- PROMPT
Reproduce the listing below with every "occluded" replaced by "hidden", changing nothing else.

- SUPPLIED ENTRIES
— BEGIN —

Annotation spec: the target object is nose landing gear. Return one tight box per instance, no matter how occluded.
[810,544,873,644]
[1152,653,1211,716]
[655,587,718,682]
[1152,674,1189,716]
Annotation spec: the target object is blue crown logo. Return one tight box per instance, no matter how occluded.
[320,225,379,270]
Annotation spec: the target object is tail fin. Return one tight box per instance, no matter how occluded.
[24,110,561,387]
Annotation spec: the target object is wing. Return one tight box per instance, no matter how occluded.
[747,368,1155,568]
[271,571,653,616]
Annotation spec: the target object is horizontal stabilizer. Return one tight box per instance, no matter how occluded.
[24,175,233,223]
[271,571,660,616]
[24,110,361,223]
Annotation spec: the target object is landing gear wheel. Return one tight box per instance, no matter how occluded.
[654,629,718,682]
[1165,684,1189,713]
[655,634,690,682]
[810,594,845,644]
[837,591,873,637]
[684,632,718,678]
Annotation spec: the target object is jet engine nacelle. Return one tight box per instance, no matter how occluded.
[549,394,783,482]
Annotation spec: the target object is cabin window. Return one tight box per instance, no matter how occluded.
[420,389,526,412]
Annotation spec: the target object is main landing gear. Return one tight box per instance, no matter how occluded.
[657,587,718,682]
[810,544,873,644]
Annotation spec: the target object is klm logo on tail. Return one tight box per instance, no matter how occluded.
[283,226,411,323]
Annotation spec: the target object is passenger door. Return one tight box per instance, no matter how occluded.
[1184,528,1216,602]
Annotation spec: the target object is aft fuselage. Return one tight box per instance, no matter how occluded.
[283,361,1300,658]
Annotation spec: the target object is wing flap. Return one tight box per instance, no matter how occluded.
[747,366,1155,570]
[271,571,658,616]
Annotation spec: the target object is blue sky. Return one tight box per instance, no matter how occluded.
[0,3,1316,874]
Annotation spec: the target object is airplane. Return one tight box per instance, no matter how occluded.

— END —

- WRITTEN RESPONSE
Annotation spec: the target object is nose landing gear. Return one tight box per instance, no matter how hidden.
[810,544,873,644]
[1152,653,1211,716]
[655,587,718,682]
[1152,674,1189,716]
Annotation spec: the target object is blue crown logo. Return one tight box per instance, no matter how hidden.
[320,225,379,270]
Annotation spec: the target object is tail fin. Return one tight box per instance, no matter how hidden.
[24,110,561,387]
Annotation spec: the target object is wing. Return one tight box per instance, no matter how hidden.
[747,368,1155,568]
[271,571,653,616]
Annotation spec: the target object is horizontal stabilizer. Return one tight box per instance, no matter how hidden.
[24,175,233,223]
[271,571,660,616]
[24,110,361,223]
Annotation spec: the target object is landing gear wheel. Return one tight box per instance, no matter how hidden.
[654,629,718,682]
[1165,684,1189,713]
[655,634,690,682]
[810,594,845,644]
[837,591,873,637]
[684,632,718,678]
Annotation spec: the target object is jet engine nacelle. Return one tight box per instance, no matter how hidden.
[549,394,783,482]
Annotation spec: the target object is cabin window. Return one tight box per instance, no matter how hidden.
[420,389,526,412]
Annotation spec: the target object is main landing gear. Return one tight box per instance, no matter how hidden.
[657,587,718,682]
[810,544,873,644]
Annotation spec: the target object is klm logo on tail. Return one tight box per instance, no matter how hidden.
[283,226,411,323]
Annotation spec: the target object is passenger door. Return one tight box per instance, no matter how hidden.
[1184,528,1216,602]
Annotation spec: the target object is aft fuselage. Return one tight box per instance, no matter how hidden.
[283,361,1300,658]
Annotation spec: the target object is wing flap. Return one tight box per instance, no matter how hidden.
[747,366,1155,570]
[271,571,658,616]
Annotation spec: the target object is blue sky. Return one tight box per instance, no matter how hidden.
[0,3,1316,874]
Annotation spec: the target object is airplane. Return one tight box per instance, no matter how hidden.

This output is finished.